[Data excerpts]
Content starts

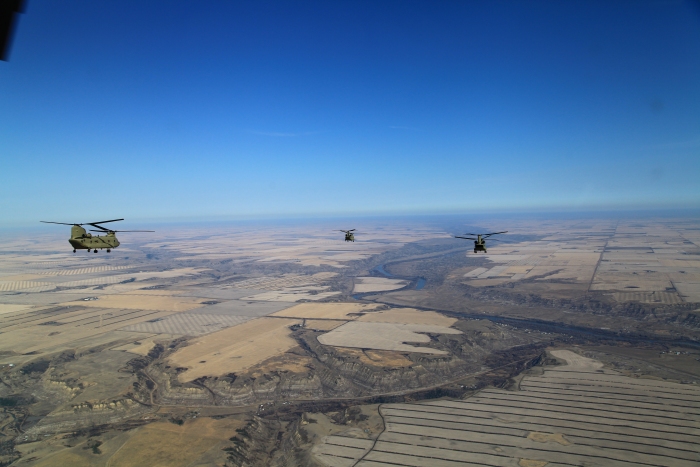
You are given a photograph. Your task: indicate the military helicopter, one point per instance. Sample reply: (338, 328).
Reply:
(480, 240)
(349, 235)
(81, 240)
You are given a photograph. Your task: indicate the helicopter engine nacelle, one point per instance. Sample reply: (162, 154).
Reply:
(77, 232)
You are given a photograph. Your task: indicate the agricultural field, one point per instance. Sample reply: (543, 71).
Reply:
(236, 324)
(235, 349)
(578, 413)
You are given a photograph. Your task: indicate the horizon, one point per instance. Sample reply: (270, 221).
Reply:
(281, 110)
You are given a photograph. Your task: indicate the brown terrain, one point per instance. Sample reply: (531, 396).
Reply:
(288, 346)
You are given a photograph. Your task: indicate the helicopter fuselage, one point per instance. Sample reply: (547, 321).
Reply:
(480, 244)
(82, 240)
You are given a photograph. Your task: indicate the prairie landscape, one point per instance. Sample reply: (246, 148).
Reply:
(381, 351)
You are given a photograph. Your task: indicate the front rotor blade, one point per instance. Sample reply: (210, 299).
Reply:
(494, 233)
(115, 231)
(103, 222)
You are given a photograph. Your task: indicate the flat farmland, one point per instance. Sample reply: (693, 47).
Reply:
(143, 302)
(577, 414)
(344, 311)
(189, 324)
(407, 316)
(234, 349)
(385, 336)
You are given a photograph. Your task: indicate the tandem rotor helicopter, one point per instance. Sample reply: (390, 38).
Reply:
(349, 236)
(81, 240)
(480, 240)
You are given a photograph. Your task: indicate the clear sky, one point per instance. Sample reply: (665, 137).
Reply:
(206, 109)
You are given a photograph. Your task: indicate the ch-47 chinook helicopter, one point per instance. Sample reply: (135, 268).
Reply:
(81, 240)
(480, 240)
(349, 235)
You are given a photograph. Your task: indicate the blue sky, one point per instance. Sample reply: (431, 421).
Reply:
(176, 110)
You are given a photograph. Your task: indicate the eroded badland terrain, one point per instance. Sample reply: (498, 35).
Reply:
(572, 342)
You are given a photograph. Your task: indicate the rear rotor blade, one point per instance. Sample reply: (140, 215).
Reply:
(62, 223)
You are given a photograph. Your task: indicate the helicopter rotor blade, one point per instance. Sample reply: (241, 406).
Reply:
(62, 223)
(103, 222)
(121, 230)
(494, 233)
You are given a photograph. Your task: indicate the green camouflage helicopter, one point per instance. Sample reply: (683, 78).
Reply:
(480, 240)
(81, 240)
(349, 236)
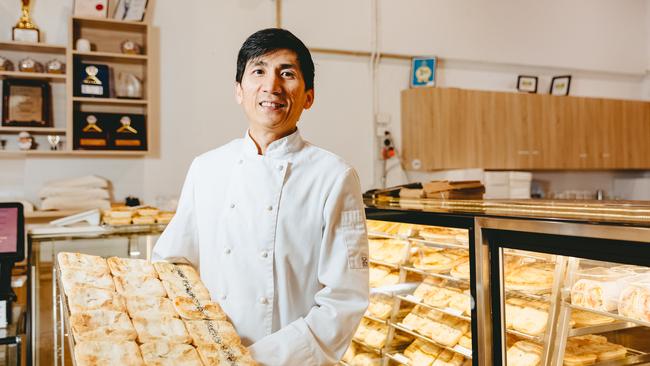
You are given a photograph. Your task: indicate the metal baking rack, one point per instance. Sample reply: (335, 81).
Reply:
(433, 274)
(62, 326)
(450, 312)
(456, 349)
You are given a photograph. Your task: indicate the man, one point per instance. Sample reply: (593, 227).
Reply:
(276, 225)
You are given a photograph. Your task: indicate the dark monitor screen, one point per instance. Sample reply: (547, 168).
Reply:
(11, 231)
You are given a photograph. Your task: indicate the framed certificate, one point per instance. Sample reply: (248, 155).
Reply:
(26, 103)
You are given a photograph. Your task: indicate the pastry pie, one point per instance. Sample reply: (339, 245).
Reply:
(184, 288)
(83, 298)
(144, 306)
(176, 272)
(216, 355)
(99, 353)
(95, 325)
(128, 266)
(524, 353)
(192, 309)
(211, 332)
(139, 285)
(162, 353)
(160, 328)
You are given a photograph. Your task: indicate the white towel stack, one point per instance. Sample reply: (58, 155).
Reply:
(514, 185)
(82, 193)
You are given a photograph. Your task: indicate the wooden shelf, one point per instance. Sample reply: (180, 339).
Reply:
(89, 21)
(34, 130)
(33, 75)
(109, 100)
(111, 56)
(32, 47)
(73, 153)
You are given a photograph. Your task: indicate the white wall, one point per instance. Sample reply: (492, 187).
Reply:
(604, 44)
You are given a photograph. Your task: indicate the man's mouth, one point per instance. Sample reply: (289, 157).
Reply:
(274, 105)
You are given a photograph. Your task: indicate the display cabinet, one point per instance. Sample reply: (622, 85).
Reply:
(564, 292)
(548, 283)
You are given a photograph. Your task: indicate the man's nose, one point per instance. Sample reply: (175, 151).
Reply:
(272, 83)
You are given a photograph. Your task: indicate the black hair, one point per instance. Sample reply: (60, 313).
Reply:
(268, 40)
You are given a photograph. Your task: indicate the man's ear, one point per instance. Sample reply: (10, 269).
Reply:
(239, 93)
(309, 98)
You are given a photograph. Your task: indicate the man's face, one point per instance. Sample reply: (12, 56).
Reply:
(272, 92)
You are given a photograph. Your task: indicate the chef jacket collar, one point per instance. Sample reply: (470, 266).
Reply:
(278, 148)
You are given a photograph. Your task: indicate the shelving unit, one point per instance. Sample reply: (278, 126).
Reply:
(105, 35)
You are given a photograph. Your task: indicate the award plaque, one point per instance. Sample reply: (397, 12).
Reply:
(91, 130)
(25, 30)
(128, 132)
(26, 103)
(92, 80)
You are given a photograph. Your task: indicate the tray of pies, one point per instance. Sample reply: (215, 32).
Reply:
(138, 215)
(131, 312)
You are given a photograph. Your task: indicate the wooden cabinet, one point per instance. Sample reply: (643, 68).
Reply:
(106, 36)
(455, 128)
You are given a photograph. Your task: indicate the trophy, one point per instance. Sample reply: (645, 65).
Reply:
(25, 30)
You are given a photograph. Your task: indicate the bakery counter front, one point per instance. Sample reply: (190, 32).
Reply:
(458, 283)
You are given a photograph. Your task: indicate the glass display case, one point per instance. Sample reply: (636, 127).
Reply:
(421, 306)
(565, 293)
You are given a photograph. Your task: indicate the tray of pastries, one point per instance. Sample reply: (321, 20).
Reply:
(130, 312)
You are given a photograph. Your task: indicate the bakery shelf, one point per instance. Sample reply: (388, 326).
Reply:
(528, 337)
(528, 296)
(398, 357)
(375, 350)
(455, 349)
(34, 130)
(379, 234)
(602, 328)
(530, 255)
(375, 319)
(431, 274)
(382, 263)
(451, 312)
(611, 315)
(438, 244)
(109, 100)
(111, 56)
(32, 47)
(32, 75)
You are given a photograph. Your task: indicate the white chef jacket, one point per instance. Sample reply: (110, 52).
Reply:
(280, 241)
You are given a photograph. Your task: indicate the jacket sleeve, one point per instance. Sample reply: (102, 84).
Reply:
(179, 242)
(322, 336)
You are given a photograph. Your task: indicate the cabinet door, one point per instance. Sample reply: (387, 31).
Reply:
(636, 133)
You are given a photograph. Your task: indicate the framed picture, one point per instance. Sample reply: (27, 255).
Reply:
(26, 103)
(527, 83)
(423, 71)
(560, 85)
(131, 10)
(91, 8)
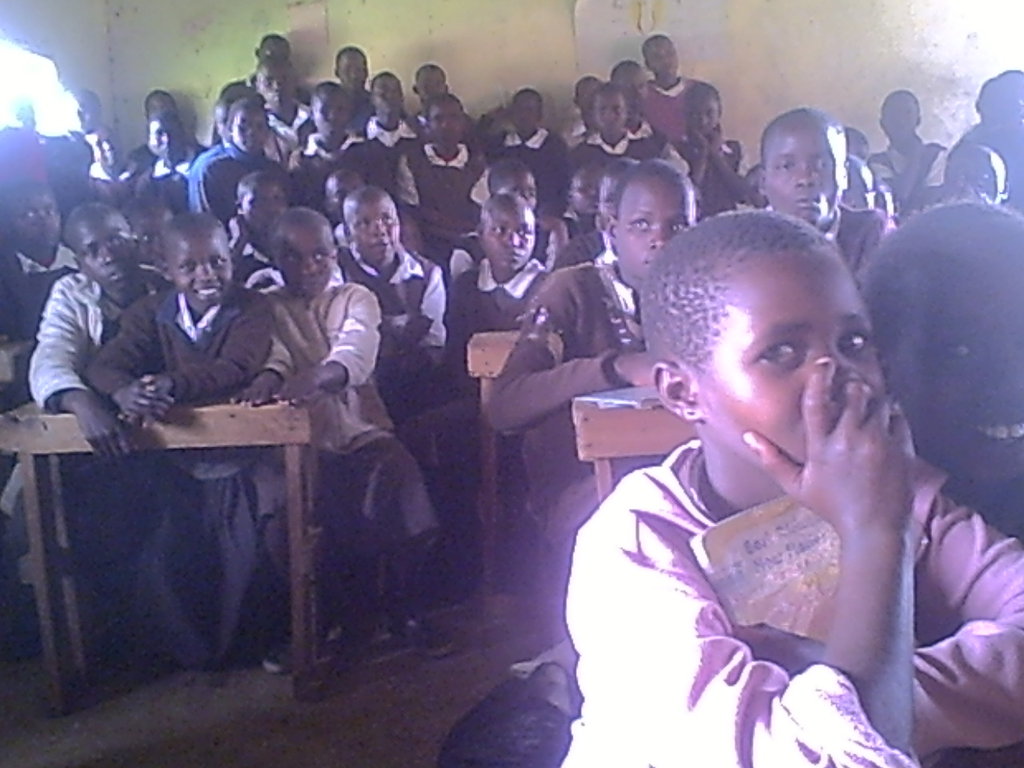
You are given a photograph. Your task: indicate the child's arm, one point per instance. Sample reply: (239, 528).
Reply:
(969, 685)
(857, 476)
(663, 675)
(532, 385)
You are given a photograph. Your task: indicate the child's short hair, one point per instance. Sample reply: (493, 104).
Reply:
(251, 181)
(684, 296)
(504, 172)
(936, 248)
(651, 170)
(799, 117)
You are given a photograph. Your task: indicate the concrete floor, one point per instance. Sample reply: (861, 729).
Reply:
(392, 712)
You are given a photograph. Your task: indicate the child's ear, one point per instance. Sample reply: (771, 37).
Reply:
(679, 389)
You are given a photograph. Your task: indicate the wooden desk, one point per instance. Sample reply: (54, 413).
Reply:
(607, 433)
(485, 358)
(40, 439)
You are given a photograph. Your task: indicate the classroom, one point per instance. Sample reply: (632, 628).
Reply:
(552, 384)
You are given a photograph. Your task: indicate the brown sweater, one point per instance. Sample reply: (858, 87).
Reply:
(226, 358)
(532, 393)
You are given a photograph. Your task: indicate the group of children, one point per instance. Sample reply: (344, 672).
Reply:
(340, 254)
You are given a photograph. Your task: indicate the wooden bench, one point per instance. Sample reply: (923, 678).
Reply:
(40, 439)
(606, 433)
(485, 358)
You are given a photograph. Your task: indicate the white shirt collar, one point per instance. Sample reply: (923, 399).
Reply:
(673, 91)
(408, 268)
(517, 287)
(460, 161)
(534, 142)
(193, 329)
(388, 137)
(64, 259)
(314, 148)
(594, 139)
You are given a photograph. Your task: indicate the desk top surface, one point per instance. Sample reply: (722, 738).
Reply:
(28, 430)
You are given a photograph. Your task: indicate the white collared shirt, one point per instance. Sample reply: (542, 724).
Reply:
(517, 287)
(65, 259)
(406, 182)
(388, 137)
(534, 142)
(190, 328)
(434, 296)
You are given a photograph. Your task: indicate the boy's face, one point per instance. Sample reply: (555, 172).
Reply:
(306, 256)
(351, 70)
(527, 112)
(249, 130)
(508, 239)
(331, 114)
(660, 57)
(805, 173)
(963, 388)
(260, 206)
(706, 117)
(374, 230)
(610, 116)
(108, 254)
(275, 84)
(387, 97)
(585, 189)
(900, 118)
(446, 123)
(199, 265)
(522, 186)
(430, 84)
(36, 223)
(783, 311)
(649, 213)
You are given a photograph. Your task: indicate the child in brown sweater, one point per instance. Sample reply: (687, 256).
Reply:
(201, 341)
(594, 310)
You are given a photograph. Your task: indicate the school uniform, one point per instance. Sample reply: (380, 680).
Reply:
(287, 137)
(415, 289)
(658, 662)
(371, 496)
(640, 144)
(547, 157)
(664, 109)
(714, 195)
(596, 316)
(313, 163)
(214, 176)
(440, 189)
(198, 563)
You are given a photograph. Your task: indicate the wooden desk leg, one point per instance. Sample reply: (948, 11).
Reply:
(53, 580)
(605, 478)
(487, 503)
(301, 548)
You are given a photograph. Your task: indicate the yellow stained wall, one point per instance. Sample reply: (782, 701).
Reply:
(774, 54)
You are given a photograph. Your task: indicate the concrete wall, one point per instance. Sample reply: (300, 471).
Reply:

Content ends

> Exercise instructions: Which lines of the data contain "desk"? Copy them all.

> Answer box:
You are given a photograph. Your task: indicate the wooden desk, one point per instance. Sample reply: (54, 413).
You are given a photograph. Your task: indicate the desk top surface, one point per instance. Sample reply: (722, 738).
You are given a photograph. Your task: indicate the wooden desk leg, one point per instance. Sample reply: (948, 11).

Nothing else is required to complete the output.